== DOCUMENT TEXT

However, Waitemata heart specialist Dr Jonathan Christiansen, the head of medicine and older people's health, said the majority of heart attack patients in the west - those who suffered a less severe episode and were thus admitted to Waitakere - were not receiving "best practice" care and the aim was to improve this by sending them all to North Shore, or Auckland after hours.
"They are not getting the same access to care that North Shore patients are.
"They are placed in coronary care primarily as a place to monitor them before they get advanced diagnostics and treatment usually in a catheterisation lab ... International best practice says they should go to catheterisation as soon as possible," Dr Christiansen said.
This was a change that had occurred since the Waitakere coronary care unit opened in 2005, when "only a small proportion went to catheterisation".
Dr Ralph Stewart, chairman of the transtasman Cardiac Society's New Zealand committee, agreed that centralising the care to North Shore and Auckland City hospitals would be an improvement.

====
== DATA LISTING

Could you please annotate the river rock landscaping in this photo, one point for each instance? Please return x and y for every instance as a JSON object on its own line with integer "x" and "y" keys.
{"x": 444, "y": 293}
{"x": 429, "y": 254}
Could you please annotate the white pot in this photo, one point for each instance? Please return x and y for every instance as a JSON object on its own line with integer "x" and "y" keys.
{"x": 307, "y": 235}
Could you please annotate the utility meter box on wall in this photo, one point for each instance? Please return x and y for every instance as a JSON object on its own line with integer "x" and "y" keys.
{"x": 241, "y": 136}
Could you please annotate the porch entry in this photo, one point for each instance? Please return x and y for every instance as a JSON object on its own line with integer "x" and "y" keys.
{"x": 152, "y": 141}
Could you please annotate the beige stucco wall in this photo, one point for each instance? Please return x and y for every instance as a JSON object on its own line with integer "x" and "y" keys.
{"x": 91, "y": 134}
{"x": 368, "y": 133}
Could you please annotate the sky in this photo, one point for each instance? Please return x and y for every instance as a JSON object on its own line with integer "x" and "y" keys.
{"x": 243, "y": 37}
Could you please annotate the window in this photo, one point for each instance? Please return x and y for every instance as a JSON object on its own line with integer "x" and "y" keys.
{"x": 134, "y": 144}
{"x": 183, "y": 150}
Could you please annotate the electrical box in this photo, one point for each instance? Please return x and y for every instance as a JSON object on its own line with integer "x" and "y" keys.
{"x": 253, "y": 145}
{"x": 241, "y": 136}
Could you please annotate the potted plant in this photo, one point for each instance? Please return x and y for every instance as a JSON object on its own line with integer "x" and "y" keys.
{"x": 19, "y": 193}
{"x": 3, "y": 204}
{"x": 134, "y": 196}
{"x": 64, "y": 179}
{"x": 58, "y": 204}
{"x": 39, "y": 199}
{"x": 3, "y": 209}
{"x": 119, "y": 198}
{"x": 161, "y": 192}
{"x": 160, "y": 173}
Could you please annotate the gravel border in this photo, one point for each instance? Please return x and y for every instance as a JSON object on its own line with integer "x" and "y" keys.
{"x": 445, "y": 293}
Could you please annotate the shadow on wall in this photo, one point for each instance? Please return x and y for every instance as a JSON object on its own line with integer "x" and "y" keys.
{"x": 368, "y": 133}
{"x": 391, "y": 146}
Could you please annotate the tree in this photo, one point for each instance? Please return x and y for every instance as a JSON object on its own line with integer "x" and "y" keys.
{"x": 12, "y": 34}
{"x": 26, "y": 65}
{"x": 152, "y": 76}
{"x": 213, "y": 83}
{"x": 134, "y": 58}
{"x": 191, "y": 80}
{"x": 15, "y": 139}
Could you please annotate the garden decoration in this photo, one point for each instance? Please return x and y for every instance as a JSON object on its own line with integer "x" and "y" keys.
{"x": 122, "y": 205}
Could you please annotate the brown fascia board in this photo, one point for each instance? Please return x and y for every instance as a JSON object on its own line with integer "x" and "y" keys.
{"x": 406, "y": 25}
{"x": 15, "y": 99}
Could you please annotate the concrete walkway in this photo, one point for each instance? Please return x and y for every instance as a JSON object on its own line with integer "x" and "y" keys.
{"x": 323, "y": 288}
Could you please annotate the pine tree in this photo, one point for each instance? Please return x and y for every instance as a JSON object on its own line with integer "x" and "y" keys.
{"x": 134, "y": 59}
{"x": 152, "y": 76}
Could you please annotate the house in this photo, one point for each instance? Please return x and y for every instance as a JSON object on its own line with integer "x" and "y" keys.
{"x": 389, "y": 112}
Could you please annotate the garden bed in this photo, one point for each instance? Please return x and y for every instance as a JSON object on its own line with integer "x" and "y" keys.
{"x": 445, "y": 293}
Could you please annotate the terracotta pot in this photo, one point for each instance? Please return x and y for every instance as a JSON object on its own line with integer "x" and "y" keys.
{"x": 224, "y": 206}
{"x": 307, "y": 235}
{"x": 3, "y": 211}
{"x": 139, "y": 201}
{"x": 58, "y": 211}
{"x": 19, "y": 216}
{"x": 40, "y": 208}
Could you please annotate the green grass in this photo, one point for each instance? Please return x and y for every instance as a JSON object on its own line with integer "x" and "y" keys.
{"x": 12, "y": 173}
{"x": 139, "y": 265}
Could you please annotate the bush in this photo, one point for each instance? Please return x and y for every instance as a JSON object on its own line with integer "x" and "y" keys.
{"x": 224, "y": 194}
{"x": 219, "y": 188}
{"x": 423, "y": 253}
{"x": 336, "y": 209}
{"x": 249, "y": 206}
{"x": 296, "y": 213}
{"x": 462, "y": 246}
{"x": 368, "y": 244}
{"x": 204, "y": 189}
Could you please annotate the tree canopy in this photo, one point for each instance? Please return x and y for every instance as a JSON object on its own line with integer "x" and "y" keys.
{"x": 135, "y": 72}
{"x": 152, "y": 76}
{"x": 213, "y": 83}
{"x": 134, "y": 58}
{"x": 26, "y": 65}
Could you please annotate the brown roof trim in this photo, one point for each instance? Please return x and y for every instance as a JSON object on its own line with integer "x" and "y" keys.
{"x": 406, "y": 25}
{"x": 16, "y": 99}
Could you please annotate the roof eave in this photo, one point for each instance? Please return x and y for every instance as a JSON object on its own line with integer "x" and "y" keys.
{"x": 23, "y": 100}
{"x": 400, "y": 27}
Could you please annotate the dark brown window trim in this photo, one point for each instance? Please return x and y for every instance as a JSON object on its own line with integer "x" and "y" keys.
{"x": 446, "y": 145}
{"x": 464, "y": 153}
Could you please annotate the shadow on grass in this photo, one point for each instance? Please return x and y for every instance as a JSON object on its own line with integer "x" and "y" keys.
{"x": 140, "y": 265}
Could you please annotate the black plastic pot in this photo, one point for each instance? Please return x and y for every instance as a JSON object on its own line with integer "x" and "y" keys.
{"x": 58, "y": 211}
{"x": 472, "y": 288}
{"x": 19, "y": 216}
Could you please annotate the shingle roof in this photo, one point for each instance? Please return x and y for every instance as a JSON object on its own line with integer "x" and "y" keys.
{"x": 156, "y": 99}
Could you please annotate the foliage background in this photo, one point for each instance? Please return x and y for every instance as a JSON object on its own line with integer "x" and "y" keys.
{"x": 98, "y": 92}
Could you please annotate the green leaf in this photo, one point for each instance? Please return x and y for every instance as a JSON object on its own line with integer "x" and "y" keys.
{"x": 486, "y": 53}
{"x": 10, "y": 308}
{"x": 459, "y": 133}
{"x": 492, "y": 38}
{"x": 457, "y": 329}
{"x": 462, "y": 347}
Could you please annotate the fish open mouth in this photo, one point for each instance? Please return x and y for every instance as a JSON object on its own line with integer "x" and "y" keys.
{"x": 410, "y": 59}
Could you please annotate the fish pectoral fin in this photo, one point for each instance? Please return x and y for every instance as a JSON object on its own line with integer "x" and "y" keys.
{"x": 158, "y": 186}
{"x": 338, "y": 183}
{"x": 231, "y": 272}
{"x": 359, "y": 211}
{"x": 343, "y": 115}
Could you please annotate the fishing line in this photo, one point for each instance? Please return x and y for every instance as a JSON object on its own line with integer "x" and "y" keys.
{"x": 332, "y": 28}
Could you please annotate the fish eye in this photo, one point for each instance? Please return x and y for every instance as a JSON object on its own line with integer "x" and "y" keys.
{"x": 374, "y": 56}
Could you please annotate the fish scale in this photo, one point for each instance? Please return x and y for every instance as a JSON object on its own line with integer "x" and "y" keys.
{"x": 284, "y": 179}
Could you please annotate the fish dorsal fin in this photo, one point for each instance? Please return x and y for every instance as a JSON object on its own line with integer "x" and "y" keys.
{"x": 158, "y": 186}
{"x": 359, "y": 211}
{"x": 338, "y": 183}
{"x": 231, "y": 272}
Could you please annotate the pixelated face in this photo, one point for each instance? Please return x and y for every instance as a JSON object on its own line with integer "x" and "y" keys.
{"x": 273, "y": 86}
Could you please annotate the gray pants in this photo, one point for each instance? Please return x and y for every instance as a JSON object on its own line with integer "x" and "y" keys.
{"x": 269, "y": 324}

====

* PARTS OF THE EXERCISE:
(a) Name every hospital that the heart attack care text mentions.
(b) Write the next part of the heart attack care text, picking up after its final sentence.

* WRITTEN ANSWERS:
(a) Waitakere, North Shore, Auckland City

(b)
But another cardiologist, who asked not to be named, said: "It will be a downgrading of care given to patients and this requires a wide discussion with clinicians and not just something coming down from on high. You are doing away with what is the core of a general hospital."
West Auckland-based women's health advocate Lynda Williams decried the suggested cost-cutting and said the DHB should establish one of the heart diagnostic and treatment laboratories at the hospital.
Dr Christiansen said that would be expensive and low-volume catheterisation labs were not considered the best practice.